◆ Task to carry out ◆
For the data below, give the number of lines in which "target" occurs. Include nothing besides that number.

═════ Exercise input ═════

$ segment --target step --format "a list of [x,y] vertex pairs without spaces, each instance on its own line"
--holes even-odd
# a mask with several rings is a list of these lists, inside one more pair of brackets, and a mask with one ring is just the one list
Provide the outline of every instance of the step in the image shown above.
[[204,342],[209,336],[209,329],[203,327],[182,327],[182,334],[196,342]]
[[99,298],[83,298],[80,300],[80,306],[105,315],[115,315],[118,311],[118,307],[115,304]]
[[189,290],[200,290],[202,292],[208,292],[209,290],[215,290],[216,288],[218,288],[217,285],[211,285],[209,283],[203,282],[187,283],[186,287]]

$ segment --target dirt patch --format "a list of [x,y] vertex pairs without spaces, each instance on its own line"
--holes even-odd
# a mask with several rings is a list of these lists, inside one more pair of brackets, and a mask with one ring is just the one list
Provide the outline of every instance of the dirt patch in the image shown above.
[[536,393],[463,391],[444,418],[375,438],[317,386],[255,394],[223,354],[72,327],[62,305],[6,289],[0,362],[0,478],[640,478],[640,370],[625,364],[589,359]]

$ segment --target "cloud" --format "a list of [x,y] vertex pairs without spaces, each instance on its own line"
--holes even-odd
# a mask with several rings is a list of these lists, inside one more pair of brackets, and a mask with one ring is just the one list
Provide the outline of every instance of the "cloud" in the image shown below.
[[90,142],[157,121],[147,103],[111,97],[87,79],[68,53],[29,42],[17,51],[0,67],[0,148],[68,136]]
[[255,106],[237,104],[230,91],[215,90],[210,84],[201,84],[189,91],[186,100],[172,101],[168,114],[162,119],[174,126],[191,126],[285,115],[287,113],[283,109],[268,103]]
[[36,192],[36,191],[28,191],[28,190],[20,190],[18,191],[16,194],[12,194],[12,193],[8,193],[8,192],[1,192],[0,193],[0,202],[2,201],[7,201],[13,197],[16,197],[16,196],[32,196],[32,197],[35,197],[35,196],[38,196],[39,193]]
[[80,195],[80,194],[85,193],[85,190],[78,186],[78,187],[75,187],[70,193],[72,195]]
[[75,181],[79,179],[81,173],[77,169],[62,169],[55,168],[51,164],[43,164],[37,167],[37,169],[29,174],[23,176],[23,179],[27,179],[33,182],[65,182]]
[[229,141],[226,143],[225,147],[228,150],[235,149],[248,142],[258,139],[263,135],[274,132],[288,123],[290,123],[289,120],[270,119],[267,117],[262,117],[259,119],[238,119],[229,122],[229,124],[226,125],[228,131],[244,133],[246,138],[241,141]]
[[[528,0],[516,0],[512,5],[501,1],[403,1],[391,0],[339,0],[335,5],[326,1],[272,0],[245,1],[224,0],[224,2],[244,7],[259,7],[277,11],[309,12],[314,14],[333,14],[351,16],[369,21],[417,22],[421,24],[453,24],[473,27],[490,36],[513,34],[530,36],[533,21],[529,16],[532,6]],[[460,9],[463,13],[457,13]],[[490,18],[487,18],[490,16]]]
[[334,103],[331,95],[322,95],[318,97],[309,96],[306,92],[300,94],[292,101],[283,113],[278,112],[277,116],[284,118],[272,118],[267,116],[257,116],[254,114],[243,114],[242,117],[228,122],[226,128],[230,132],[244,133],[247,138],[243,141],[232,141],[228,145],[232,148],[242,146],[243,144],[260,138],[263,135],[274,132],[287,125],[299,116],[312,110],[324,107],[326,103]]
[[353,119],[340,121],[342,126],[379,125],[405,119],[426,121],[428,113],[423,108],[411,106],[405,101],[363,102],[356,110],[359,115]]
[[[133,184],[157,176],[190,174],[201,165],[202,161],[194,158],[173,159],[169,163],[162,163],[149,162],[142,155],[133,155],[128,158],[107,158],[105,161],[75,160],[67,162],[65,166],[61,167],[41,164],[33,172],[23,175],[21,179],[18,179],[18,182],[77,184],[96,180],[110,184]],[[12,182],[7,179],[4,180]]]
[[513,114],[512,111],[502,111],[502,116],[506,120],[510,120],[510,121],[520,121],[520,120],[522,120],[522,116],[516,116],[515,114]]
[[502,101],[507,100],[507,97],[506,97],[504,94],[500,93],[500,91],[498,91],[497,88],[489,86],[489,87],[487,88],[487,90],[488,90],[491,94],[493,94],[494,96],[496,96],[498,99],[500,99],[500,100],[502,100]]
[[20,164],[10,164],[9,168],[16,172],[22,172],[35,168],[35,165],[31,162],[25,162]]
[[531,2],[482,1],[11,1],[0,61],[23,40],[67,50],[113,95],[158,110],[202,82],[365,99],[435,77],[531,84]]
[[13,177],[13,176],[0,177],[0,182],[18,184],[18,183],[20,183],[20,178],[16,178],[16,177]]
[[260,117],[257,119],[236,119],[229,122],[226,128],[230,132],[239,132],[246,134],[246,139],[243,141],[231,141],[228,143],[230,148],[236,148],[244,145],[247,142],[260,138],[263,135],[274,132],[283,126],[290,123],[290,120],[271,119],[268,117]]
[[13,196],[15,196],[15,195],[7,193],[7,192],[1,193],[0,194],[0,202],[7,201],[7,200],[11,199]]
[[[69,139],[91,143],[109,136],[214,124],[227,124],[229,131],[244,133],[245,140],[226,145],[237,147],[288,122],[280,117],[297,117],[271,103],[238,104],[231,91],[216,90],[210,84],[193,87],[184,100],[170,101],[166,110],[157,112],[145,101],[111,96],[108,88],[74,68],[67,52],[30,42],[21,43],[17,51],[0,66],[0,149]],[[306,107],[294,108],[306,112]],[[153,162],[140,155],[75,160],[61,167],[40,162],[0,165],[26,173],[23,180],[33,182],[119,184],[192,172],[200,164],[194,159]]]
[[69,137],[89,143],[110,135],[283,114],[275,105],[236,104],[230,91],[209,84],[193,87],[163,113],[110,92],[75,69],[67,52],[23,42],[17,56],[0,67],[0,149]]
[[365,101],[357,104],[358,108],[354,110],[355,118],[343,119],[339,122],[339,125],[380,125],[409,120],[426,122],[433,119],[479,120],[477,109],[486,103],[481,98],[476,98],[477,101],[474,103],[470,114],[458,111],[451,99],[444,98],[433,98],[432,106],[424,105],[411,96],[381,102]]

═════

◆ Answer to this exercise ◆
3